TASK REQUIREMENTS => Rewrite the data from the line containing "segment **man's eye**, all instances" through the line containing "Return the outline of every instance of the **man's eye**.", replacing "outline" with "boundary" and leaving everything else as it is.

* begin *

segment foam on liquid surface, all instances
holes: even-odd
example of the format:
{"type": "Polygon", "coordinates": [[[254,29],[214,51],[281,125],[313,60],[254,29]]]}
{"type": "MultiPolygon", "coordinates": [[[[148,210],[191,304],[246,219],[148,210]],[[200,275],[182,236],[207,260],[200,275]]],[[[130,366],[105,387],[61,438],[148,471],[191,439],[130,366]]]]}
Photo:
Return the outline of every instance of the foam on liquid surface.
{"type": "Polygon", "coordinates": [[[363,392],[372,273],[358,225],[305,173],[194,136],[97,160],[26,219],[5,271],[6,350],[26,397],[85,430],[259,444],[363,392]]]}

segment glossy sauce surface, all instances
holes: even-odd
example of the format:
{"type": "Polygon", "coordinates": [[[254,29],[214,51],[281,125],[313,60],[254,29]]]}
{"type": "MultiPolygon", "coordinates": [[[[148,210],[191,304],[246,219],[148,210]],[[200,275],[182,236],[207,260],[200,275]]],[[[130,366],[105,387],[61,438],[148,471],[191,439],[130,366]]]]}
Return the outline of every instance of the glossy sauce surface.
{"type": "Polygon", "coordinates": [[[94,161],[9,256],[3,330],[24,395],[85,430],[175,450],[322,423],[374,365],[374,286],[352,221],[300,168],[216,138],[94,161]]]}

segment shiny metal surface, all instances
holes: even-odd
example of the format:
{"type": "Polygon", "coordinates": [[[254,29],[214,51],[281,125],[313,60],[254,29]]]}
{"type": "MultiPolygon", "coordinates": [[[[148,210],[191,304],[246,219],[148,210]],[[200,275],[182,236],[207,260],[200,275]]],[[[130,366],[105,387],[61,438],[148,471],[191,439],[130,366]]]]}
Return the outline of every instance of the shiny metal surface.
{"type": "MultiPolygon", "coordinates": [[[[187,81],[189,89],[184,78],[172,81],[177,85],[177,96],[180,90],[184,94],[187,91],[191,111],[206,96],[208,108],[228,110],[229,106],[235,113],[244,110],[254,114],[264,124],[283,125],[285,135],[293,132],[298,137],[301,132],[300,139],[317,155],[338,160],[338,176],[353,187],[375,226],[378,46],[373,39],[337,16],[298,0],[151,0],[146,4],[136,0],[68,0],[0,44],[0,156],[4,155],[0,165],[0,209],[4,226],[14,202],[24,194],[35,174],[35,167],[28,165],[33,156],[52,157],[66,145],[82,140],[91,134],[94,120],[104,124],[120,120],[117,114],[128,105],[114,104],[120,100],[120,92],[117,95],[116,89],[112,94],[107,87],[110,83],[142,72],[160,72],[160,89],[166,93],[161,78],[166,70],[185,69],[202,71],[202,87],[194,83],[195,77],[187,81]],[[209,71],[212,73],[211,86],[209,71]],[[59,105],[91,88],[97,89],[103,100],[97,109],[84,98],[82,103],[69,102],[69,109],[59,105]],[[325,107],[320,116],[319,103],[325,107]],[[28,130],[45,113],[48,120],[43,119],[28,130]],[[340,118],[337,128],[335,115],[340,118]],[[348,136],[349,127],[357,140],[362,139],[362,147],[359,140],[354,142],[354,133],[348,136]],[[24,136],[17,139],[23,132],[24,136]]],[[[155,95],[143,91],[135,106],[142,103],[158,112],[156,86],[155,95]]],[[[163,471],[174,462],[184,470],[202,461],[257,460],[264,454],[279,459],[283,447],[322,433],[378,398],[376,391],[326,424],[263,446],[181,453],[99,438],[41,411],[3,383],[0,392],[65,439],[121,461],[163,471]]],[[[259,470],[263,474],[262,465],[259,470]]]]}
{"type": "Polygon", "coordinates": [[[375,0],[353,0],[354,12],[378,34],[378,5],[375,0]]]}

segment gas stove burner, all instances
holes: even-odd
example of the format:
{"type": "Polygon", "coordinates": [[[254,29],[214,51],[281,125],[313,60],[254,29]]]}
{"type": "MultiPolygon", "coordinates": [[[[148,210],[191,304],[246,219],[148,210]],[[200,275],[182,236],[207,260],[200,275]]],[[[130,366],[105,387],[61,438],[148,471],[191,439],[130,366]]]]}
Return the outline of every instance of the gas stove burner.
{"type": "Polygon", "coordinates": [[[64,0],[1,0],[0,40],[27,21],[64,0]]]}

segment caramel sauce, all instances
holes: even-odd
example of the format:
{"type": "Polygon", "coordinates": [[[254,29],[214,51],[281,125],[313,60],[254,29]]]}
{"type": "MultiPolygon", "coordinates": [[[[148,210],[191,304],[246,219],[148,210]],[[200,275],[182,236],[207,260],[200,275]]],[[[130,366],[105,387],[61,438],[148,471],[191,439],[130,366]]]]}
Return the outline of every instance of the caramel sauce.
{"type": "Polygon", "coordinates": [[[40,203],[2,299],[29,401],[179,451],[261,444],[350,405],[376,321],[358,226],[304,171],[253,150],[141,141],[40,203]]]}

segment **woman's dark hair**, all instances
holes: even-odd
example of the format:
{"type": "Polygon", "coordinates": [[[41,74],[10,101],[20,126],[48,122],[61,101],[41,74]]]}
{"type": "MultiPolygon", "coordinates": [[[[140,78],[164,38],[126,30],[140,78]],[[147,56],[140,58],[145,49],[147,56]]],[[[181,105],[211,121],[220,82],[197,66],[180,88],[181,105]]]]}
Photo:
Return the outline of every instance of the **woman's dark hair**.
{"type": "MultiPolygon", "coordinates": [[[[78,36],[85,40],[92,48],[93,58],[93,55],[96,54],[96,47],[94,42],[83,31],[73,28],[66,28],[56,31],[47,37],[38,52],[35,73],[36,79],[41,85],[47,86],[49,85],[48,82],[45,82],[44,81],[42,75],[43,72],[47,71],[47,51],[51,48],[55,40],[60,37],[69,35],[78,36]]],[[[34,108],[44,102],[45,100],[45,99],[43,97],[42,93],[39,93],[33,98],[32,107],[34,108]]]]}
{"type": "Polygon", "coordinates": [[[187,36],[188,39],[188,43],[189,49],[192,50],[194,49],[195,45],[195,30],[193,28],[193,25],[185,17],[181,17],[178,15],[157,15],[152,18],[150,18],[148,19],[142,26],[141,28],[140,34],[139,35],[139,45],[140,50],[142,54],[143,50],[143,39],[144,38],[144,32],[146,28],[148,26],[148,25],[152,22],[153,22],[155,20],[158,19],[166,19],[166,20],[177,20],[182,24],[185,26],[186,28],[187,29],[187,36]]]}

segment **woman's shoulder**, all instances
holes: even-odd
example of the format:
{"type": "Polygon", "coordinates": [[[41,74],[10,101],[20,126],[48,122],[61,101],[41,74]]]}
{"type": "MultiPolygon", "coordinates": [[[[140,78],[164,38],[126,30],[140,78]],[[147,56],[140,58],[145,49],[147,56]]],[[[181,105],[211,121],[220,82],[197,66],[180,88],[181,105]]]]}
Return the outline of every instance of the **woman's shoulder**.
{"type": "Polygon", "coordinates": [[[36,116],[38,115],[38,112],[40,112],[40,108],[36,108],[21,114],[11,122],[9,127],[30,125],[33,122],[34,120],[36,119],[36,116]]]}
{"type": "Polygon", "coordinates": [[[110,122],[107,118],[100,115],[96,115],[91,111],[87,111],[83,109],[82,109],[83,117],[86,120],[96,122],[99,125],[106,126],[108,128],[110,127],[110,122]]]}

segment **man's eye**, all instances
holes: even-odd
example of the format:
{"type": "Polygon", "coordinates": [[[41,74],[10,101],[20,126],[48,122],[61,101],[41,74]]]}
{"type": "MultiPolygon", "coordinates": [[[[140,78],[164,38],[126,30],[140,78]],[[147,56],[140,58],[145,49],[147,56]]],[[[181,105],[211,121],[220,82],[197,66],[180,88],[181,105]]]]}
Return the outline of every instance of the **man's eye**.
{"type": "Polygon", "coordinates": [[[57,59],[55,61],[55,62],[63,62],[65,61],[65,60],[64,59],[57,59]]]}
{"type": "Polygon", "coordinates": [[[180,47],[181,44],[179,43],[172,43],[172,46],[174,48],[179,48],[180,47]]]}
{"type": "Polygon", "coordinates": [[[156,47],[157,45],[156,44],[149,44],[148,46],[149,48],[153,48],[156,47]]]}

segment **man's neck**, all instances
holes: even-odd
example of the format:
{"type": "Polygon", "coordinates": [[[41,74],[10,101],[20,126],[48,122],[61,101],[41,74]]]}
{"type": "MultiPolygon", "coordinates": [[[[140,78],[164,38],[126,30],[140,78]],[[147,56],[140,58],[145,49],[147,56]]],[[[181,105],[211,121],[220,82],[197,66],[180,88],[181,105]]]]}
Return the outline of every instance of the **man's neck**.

* end *

PROBLEM SOLUTION =>
segment **man's eye**, all instances
holes: even-odd
example of the format:
{"type": "Polygon", "coordinates": [[[41,74],[10,101],[20,126],[48,122],[61,101],[41,74]]]}
{"type": "MultiPolygon", "coordinates": [[[[140,78],[164,38],[126,30],[140,78]],[[147,56],[140,58],[145,49],[147,56]]],[[[181,105],[211,121],[220,82],[197,66],[180,88],[181,105]]]]}
Return the boundary of every instance of the **man's eye**.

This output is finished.